▶ OBJECTIVE
Find each line in the entries below that contains the word "white" and copy those lines.

▶ LISTING
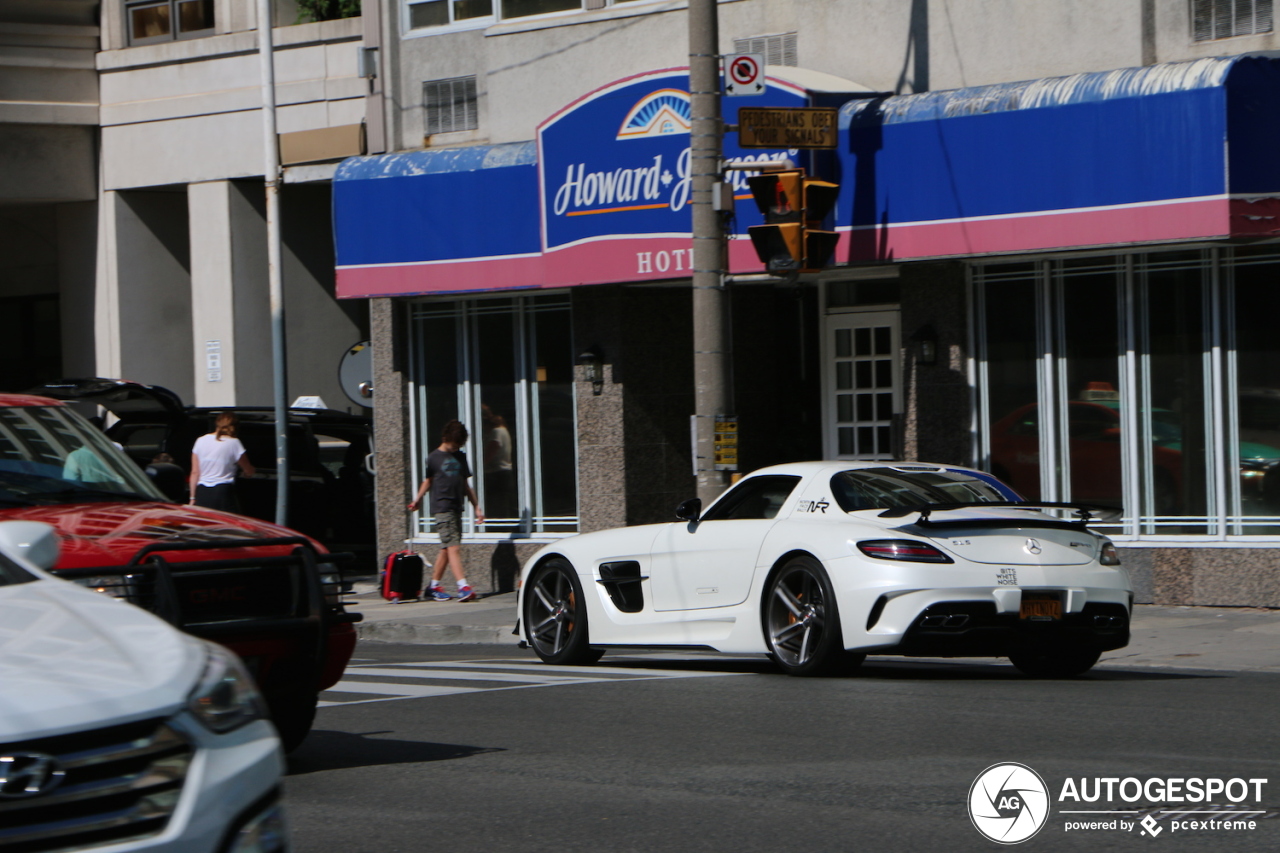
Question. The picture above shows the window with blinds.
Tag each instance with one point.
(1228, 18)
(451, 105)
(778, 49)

---

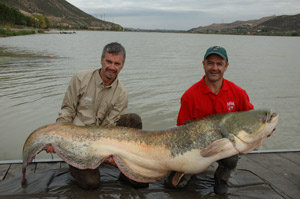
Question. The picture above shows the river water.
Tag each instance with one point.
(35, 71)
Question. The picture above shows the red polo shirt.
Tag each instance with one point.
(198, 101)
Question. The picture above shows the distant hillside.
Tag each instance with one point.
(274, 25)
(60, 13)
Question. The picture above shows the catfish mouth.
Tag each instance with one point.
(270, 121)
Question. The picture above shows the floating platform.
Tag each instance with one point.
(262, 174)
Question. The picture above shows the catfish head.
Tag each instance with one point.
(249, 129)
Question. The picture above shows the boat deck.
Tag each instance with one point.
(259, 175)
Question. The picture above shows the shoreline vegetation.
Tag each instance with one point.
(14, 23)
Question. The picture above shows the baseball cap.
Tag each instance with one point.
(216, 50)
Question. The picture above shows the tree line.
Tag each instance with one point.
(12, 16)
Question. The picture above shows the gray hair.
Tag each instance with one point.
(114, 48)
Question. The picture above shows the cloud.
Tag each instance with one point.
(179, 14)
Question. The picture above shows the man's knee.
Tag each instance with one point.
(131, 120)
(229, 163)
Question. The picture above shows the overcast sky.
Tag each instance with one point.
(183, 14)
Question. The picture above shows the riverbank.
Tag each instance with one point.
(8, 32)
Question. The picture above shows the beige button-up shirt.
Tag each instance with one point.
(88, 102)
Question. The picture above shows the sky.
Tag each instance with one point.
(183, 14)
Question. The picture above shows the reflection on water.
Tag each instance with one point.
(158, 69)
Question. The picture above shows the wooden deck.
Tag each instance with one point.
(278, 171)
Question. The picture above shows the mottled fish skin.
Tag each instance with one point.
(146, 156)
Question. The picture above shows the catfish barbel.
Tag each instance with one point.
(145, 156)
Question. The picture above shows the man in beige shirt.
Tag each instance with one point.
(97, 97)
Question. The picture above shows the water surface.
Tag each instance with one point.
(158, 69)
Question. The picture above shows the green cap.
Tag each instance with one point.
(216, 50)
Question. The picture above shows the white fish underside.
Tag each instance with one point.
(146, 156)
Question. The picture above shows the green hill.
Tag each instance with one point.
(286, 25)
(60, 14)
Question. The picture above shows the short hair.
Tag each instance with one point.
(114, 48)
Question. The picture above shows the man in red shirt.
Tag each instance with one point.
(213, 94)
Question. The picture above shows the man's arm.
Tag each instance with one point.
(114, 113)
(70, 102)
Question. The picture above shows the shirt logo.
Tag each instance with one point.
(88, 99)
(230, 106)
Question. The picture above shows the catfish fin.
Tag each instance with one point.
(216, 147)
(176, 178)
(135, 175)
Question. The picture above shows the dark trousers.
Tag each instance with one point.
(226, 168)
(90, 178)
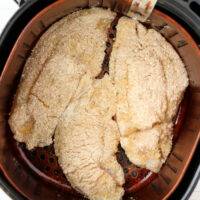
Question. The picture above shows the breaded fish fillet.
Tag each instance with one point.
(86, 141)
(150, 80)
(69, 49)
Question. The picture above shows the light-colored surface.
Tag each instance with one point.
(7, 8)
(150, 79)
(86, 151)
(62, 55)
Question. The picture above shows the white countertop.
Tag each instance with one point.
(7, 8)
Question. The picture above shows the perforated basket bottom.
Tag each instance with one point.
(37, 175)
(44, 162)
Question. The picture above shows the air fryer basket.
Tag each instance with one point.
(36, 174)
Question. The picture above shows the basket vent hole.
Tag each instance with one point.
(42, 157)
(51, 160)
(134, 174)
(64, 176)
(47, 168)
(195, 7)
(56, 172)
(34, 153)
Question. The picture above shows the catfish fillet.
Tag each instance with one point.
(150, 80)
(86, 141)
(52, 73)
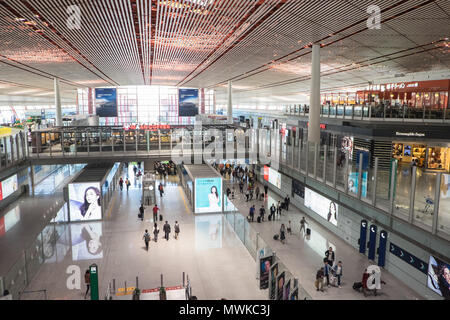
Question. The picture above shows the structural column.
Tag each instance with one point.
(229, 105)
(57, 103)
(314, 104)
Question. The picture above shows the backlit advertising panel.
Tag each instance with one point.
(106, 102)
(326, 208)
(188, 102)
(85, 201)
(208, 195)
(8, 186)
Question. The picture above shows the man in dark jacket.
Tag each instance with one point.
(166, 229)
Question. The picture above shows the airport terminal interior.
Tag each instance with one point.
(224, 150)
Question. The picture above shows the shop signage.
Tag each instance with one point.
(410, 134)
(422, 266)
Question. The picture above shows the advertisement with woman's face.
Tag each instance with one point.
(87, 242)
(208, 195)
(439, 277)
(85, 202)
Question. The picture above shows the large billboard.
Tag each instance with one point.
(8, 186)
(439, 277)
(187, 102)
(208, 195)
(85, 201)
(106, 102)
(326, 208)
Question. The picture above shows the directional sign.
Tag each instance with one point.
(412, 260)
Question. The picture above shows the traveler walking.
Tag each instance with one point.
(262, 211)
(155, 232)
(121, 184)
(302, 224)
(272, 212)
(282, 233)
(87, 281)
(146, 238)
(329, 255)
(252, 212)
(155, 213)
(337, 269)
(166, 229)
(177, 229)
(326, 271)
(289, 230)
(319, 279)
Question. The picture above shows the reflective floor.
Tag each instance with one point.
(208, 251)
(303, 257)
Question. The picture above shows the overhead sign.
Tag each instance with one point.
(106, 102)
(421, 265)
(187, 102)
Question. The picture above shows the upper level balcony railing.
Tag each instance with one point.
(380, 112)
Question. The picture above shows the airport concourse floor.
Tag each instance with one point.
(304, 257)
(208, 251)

▶ ANSWER TO THE TASK
Question. The picture above shows the white fish underside.
Question. The picture above shows the white countertop.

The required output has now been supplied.